── Excerpt to read

In early March nations came together to agree on the first-ever treaty to protect the biodiversity of the high seas. Coastal countries generally control the 200 nautical miles of ocean off their coast. Beyond those Exclusive Economic Zones, the ocean and its biodiversity and resources are not governed or protected. This area is called the high seas. After ten years of negotiating, nations agreed to the goal of ensuring the conservation and sustainable use of marine biological diversity of the high seas.
The Biodiversity in Areas Beyond National Jurisdiction Treaty (the BBNJ Treaty) aims to place 30% of the seas into marine protected areas by 2030. The unprotected regions of the ocean, covering nearly two-thirds of the ocean, are under threat from overfishing, shipping traffic, seabed mining, and climate change. The deep ocean, below 200 meters, is part of the high seas and is critically important to global biodiversity and provides over 95 percent of the space used by life on Earth. This means that the deep ocean includes almost all of the marine areas in the treaty.
Although the treaty still needs to be ratified, the provisions include: restrictions on how much fishing can take place; the routes of shipping lanes; and extraction activities like deep sea mining. It also includes arrangements for sharing marine genetic resources and requirements for deep sea resource extraction.

────

Explore the material -
1. According to the text on the high seas treaty, what share of the seas does the BBNJ Treaty aim to place into marine protected areas by 2030?
2. Summarize the text on the high seas treaty in two sentences.
3. Reproduce word for word the part of the text on the high seas treaty between "Although the treaty" and "sea resource extraction.", inclusive.

── Data listing

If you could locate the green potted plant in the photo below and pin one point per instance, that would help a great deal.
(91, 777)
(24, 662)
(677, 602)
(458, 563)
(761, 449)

────

Solution list -
1. 30% of the seas.

2. In early March, after ten years of negotiating, nations agreed on the first-ever treaty to protect biodiversity on the high seas, the ocean beyond the 200 nautical miles that coastal countries generally control. The BBNJ Treaty aims to place 30% of the seas into marine protected areas by 2030, and although it still needs to be ratified, its provisions cover fishing restrictions, shipping lane routes, extraction activities like deep sea mining, and the sharing of marine genetic resources.

3.
Although the treaty still needs to be ratified, the provisions include: restrictions on how much fishing can take place; the routes of shipping lanes; and extraction activities like deep sea mining. It also includes arrangements for sharing marine genetic resources and requirements for deep sea resource extraction.